- Source passage -
THE Institute for Fiscal Studies (IFS) is, for the first time, publishing a range of briefing notes on the Holyrood election and what the various political parties are proposing for the coming parliamentary term.
Co-funded by the Scottish Policy Foundation, the briefings will cover what has happened with Scottish tax, benefits and public spending, as well as parties’ manifesto commitments.
The IFS said with fiscal devolution and the growing differences in policies compared to the rest of the UK, along with the starkly different visions of Scotland’s future set out by the different parties, meant independent, impartial analysis is more important now than ever before.
It will host a live webinar on April 26 in partnership with the University of Glasgow, where it will present the main findings of its analysis ahead of the elections. Two presentations will be made – the first, on the trends and choices made in recent years, the second looking at what the biggest parties propose for tax, benefits and major areas of public spending.
David Phillips, an associate director at the IFS, has published a briefing that considers the changes to the level and composition of the Scottish Government budget over the past 10 years.

- Data for review -
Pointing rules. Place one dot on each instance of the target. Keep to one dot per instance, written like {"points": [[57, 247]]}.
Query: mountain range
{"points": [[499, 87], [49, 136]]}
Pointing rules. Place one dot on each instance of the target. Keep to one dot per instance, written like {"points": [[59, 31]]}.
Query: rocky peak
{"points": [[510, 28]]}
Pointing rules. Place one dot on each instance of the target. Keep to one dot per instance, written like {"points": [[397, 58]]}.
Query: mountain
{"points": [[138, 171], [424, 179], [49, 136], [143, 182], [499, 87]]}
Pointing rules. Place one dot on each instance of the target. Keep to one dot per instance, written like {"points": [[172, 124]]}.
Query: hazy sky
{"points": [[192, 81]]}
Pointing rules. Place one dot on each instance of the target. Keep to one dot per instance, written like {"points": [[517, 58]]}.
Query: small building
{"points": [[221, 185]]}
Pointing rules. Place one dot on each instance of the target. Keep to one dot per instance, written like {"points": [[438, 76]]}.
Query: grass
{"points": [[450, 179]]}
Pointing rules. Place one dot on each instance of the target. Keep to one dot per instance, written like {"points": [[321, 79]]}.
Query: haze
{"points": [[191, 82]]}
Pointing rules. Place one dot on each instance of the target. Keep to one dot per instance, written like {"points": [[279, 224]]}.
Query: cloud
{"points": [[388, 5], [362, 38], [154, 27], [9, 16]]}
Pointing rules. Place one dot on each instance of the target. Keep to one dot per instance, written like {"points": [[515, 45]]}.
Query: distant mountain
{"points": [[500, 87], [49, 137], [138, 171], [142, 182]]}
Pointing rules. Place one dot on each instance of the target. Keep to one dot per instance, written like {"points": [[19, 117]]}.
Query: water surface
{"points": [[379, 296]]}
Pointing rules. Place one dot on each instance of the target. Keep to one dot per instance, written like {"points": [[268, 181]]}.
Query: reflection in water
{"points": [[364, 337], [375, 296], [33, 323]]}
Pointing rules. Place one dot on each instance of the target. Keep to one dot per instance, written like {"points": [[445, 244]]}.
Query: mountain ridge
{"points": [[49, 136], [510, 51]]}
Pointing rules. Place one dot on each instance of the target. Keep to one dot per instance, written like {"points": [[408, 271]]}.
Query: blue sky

- Task description -
Copy out the IFS election-briefings passage from "Co-funded by the" up to and including "than ever before.", swapping "impartial" for "unbiased".

- Expected output -
Co-funded by the Scottish Policy Foundation, the briefings will cover what has happened with Scottish tax, benefits and public spending, as well as parties’ manifesto commitments.
The IFS said with fiscal devolution and the growing differences in policies compared to the rest of the UK, along with the starkly different visions of Scotland’s future set out by the different parties, meant independent, unbiased analysis is more important now than ever before.